TASK PROMPT: Tally the lines in these records that hold the string "below", and reply with the number alone.

==============================

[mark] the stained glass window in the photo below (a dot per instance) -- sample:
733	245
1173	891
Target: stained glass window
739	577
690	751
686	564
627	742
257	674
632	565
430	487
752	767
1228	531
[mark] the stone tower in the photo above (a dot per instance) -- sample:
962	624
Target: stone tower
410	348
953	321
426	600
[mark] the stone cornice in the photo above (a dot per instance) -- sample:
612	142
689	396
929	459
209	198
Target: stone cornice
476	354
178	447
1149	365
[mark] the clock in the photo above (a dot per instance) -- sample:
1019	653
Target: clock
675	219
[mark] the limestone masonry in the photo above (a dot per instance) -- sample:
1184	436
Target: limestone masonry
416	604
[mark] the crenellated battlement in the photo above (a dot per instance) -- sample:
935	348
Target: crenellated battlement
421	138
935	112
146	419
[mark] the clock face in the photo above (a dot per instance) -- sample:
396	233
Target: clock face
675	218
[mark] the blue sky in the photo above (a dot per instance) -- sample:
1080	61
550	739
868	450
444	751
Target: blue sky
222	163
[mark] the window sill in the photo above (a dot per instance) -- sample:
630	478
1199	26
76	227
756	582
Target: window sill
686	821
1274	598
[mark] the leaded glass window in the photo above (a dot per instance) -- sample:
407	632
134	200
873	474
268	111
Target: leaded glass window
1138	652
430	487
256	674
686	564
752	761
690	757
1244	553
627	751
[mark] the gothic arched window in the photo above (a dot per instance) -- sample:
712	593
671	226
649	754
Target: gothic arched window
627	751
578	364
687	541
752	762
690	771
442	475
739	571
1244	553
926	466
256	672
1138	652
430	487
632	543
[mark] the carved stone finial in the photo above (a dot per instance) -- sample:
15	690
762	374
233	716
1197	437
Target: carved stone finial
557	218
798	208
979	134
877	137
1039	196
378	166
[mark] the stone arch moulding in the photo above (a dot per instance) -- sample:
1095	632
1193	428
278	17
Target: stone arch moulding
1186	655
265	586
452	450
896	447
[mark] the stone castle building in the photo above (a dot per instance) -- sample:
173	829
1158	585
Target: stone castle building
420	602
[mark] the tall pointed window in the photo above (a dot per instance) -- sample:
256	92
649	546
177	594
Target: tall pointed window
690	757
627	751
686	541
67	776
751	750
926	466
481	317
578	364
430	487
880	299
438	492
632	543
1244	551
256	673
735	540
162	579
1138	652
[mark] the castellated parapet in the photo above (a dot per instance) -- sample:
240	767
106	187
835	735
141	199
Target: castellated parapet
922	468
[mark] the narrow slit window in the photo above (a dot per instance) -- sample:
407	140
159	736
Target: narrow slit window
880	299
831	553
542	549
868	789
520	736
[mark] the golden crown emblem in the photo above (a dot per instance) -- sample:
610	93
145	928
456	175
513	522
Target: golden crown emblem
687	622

==============================

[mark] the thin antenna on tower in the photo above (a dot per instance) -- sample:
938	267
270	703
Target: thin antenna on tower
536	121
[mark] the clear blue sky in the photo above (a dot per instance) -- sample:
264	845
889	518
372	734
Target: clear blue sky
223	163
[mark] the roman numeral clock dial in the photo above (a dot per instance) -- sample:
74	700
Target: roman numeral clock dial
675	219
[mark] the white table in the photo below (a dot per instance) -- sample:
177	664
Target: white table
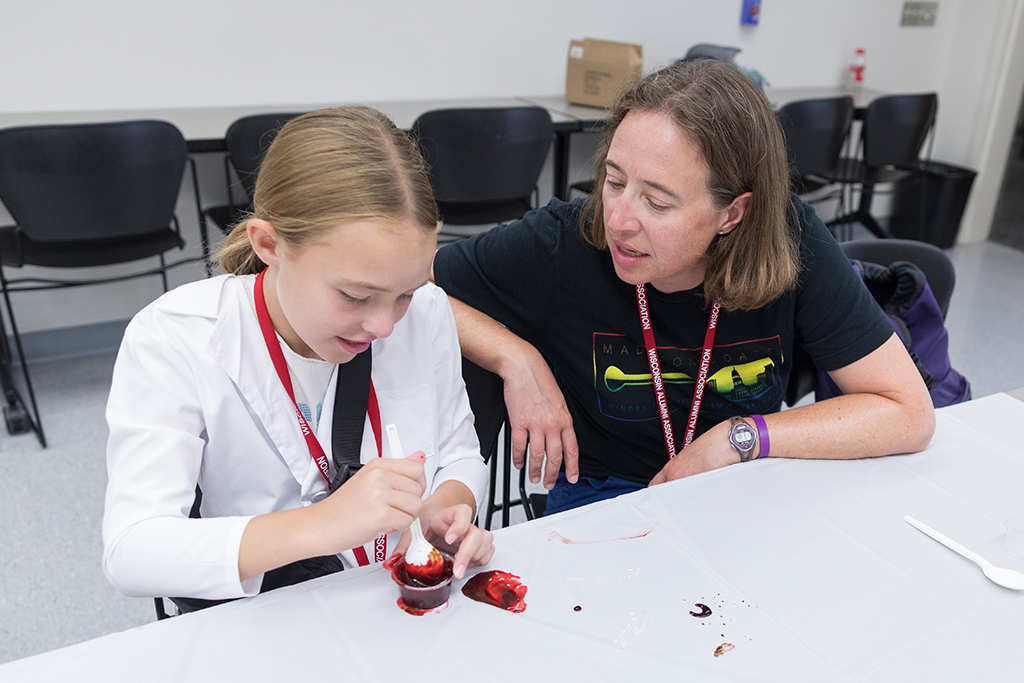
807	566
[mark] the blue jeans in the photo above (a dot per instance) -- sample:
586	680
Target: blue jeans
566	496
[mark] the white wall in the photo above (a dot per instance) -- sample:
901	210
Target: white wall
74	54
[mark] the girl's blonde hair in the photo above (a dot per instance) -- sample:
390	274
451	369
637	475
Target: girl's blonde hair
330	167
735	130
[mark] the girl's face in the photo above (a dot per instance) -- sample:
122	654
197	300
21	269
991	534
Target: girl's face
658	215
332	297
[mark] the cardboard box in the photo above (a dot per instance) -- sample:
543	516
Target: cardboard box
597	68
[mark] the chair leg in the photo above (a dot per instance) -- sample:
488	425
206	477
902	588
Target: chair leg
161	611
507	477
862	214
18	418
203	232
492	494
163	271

==============================

RESPONSE TO THIS TASK: 2